Given entries:

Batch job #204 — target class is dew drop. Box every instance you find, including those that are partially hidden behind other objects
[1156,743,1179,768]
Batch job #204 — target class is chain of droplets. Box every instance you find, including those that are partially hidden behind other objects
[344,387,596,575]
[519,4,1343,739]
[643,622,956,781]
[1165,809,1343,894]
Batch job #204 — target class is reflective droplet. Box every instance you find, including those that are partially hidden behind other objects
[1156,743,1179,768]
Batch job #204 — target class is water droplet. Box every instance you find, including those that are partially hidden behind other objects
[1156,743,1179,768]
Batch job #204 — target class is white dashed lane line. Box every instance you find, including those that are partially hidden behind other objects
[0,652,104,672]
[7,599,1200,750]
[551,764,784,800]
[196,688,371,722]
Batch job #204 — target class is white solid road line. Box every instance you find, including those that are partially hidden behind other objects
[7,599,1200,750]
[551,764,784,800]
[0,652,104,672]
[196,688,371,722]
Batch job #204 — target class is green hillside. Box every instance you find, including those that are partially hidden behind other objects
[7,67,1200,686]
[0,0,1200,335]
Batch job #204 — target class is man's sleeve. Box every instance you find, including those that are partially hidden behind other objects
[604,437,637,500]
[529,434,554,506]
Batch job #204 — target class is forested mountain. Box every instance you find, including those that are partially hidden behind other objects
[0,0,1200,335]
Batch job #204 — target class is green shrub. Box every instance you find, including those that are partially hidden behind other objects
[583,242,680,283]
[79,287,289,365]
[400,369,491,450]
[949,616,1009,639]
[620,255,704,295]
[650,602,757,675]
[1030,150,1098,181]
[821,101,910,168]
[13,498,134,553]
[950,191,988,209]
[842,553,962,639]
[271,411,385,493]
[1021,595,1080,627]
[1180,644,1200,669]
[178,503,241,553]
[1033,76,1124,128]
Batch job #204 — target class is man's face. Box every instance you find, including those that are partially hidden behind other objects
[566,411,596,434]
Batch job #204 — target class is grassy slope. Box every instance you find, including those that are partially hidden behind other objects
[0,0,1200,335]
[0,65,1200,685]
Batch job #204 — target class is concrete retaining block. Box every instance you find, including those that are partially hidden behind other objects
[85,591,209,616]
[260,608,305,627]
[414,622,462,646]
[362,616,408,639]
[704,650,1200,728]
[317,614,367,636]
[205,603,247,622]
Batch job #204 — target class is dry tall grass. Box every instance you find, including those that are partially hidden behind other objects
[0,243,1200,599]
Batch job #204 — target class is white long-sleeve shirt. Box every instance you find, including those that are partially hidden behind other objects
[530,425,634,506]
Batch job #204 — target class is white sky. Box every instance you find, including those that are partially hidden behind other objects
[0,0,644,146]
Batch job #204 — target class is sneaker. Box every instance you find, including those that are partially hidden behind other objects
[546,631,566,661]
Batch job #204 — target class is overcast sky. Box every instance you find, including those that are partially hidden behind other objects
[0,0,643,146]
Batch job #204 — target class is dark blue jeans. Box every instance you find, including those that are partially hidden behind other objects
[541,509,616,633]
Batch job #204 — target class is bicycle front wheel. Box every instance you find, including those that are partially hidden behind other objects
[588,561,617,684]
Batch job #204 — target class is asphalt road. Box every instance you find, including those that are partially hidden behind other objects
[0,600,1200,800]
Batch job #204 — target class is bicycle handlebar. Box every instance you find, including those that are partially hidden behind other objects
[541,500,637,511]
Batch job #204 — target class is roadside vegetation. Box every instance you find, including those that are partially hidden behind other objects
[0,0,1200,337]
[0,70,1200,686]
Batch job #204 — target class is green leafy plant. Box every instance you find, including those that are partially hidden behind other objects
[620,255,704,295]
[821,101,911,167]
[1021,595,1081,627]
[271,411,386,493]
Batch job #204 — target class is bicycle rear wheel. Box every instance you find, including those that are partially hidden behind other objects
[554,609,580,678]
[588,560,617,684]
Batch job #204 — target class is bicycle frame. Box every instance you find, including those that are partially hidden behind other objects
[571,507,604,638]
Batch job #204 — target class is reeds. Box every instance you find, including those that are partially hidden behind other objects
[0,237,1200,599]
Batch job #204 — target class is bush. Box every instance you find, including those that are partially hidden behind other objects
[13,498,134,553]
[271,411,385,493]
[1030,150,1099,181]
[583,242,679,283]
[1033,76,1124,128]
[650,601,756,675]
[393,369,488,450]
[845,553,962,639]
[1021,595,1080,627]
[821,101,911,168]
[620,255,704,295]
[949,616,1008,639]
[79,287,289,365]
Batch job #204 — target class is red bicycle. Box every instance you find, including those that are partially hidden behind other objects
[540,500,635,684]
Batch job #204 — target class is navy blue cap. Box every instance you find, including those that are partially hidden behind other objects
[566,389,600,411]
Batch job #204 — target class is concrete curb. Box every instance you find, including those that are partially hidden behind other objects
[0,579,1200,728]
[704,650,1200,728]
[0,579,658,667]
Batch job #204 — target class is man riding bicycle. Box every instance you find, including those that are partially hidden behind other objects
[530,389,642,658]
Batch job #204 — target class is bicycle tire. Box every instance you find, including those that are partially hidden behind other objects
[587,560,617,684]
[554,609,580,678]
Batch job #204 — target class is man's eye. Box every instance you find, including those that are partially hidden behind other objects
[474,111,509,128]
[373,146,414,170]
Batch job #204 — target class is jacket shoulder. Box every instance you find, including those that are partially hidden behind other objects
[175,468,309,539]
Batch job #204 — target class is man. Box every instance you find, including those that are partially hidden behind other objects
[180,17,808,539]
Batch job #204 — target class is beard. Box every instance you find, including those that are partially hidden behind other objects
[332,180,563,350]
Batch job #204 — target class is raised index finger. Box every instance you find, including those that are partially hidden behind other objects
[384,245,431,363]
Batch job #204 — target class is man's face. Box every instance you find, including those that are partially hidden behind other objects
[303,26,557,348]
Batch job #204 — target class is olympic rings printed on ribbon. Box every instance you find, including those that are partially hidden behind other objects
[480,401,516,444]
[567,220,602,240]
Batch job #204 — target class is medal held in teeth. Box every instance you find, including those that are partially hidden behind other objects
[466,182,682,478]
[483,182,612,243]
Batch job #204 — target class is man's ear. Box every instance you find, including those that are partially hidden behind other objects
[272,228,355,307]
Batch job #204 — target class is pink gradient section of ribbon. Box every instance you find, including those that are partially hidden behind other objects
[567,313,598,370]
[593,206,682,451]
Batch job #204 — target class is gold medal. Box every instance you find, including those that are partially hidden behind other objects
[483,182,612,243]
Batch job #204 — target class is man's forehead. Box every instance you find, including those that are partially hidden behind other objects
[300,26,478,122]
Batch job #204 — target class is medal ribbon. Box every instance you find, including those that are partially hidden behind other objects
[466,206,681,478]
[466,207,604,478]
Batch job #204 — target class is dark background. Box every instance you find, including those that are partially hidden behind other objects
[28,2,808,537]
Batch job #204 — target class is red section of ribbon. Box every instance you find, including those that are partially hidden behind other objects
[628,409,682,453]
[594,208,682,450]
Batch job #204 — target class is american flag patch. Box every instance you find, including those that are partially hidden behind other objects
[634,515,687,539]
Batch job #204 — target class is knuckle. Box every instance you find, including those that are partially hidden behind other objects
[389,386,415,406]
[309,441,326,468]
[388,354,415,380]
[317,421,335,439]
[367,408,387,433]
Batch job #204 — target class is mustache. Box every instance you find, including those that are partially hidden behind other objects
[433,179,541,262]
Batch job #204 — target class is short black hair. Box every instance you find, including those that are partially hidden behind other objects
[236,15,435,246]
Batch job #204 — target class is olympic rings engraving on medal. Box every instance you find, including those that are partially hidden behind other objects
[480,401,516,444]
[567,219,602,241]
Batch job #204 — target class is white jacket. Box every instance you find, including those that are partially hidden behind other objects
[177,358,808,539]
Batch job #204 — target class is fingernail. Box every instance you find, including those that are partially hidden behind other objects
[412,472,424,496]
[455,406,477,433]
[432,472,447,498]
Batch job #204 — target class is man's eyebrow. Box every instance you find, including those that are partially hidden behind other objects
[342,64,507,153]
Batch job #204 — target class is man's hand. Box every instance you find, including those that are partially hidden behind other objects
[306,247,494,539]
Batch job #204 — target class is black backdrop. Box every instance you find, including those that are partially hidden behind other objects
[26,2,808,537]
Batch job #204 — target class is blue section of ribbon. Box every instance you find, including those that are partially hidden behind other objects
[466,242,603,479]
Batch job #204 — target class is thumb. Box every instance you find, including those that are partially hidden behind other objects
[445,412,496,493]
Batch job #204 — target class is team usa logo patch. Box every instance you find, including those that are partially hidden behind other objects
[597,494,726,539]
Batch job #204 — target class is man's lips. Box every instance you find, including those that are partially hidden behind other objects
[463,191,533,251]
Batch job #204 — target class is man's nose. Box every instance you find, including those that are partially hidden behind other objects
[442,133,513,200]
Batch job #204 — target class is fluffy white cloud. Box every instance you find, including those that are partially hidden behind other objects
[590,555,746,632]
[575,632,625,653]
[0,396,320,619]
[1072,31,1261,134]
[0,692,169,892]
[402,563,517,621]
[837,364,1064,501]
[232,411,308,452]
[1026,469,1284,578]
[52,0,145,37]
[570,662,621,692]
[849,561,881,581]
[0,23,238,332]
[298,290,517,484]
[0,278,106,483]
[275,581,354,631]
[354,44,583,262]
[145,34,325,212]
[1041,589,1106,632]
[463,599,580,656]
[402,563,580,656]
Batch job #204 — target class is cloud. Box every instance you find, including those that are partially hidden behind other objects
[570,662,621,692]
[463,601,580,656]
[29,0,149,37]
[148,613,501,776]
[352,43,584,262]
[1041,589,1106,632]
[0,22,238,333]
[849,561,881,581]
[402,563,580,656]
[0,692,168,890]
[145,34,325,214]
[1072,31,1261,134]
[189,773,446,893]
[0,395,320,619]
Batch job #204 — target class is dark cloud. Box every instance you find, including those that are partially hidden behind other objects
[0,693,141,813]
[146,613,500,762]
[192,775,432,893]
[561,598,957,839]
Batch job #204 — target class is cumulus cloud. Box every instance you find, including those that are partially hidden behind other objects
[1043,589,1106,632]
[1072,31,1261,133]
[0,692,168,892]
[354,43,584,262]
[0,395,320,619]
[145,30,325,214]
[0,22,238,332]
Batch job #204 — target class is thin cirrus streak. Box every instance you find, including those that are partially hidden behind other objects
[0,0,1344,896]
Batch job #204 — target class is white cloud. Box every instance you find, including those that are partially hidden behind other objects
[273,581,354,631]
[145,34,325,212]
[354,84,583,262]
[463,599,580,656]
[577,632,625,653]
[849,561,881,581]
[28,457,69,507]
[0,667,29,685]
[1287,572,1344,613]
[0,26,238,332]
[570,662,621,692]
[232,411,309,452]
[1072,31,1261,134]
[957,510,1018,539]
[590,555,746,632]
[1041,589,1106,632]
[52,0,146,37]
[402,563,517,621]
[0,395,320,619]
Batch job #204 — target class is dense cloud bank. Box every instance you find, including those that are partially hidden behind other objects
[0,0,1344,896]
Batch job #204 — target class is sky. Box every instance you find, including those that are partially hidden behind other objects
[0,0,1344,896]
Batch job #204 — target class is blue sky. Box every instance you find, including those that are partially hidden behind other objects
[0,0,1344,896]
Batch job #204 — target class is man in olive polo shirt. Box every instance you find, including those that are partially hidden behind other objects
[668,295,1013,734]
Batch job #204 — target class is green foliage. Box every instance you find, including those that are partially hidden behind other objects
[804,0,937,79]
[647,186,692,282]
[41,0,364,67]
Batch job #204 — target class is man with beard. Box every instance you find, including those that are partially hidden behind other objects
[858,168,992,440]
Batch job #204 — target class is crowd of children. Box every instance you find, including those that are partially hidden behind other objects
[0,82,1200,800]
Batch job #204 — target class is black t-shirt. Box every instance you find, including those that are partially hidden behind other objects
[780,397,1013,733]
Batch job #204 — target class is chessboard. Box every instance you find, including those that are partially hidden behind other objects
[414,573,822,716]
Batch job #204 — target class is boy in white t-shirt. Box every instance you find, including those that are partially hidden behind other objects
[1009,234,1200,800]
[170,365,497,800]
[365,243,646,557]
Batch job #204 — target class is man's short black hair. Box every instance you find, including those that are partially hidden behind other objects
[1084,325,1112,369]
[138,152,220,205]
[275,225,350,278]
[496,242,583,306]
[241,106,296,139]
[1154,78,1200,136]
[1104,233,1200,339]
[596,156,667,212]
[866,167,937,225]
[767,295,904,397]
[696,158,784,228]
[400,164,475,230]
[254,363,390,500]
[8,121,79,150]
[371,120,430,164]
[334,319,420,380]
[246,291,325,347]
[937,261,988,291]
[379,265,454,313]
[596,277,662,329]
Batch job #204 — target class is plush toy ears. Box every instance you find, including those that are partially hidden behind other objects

Written request:
Locate "Batch job #204 — target class is man's short" in the material, then quote the line that contains it and all lines after it through the final one.

Result for this exercise:
Batch job #204 — target class is man's short black hair. Box every instance you find, including those that are partially hidden behind other objects
[1084,325,1112,369]
[138,152,220,205]
[275,225,350,278]
[496,242,583,306]
[241,106,296,139]
[1154,78,1200,136]
[1104,233,1200,339]
[596,156,667,212]
[866,167,937,225]
[767,295,904,397]
[696,158,784,228]
[400,164,475,230]
[254,363,390,500]
[8,121,79,150]
[371,120,430,164]
[334,319,420,380]
[246,291,325,347]
[937,261,988,291]
[379,265,454,313]
[596,277,662,329]
Batch job #204 — target class is plush toy ears. Box every instance you find, including those that are partially hidden behind other objects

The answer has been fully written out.